Raw data:
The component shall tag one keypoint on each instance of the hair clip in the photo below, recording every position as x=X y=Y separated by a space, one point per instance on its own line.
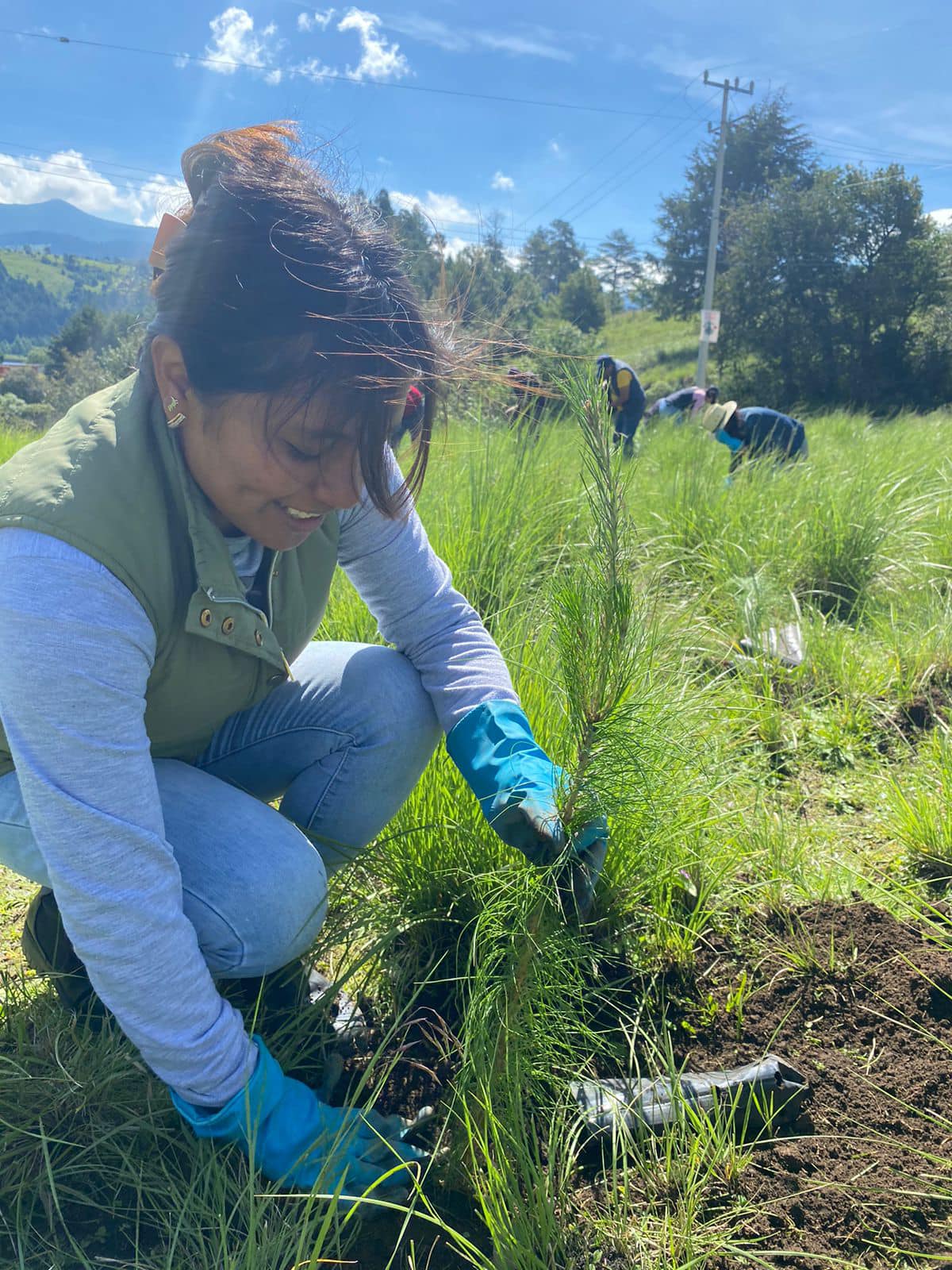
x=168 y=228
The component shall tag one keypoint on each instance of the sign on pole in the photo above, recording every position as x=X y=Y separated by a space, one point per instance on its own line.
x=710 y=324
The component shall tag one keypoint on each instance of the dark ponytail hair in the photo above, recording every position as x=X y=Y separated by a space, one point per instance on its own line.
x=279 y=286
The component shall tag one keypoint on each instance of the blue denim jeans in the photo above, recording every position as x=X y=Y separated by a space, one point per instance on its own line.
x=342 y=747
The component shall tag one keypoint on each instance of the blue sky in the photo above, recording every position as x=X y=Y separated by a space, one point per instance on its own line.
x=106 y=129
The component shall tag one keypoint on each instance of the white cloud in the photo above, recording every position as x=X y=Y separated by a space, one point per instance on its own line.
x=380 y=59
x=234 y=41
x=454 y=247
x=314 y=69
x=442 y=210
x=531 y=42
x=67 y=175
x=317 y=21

Exercise prompt:
Rewrite all of the entries above in full, keeping their wording unchanged but shifting every x and y coordinate in the keypoint lines up by 146. Omit the picture lines.

Exercise result:
The component shall tag one keypoint on each instance of the hair clip in the photo below, recording every position as x=X y=Y separated by a space, one point per instance on its own line.
x=314 y=374
The component shall tag one keypoint on each instance of the sign on pole in the photo above, recording every position as x=X y=Y separated by a space, one point per instance on its own line.
x=856 y=470
The component shall tag one keypoint on each instance of the dark ponytail hair in the photo above, recording every position as x=X y=Y separated by a space, one point per instance on its own line.
x=425 y=432
The component shall tag one keypoint on each instance of the blue denim jeans in the photo above, recording every position as x=X y=Y separated by a space, one point per instance on its own line.
x=488 y=893
The component shall tag one keypoint on each instance of the blue sky in the photo above, recording every position as x=X y=Y separated by a space, one point per instance on its own line.
x=252 y=275
The component shall tag one keypoint on each instance of the white cloud in the photo above, recording every position as x=X y=Y separated by a space, one point per instance on its own line.
x=526 y=205
x=380 y=187
x=600 y=393
x=460 y=215
x=588 y=356
x=677 y=188
x=213 y=321
x=463 y=167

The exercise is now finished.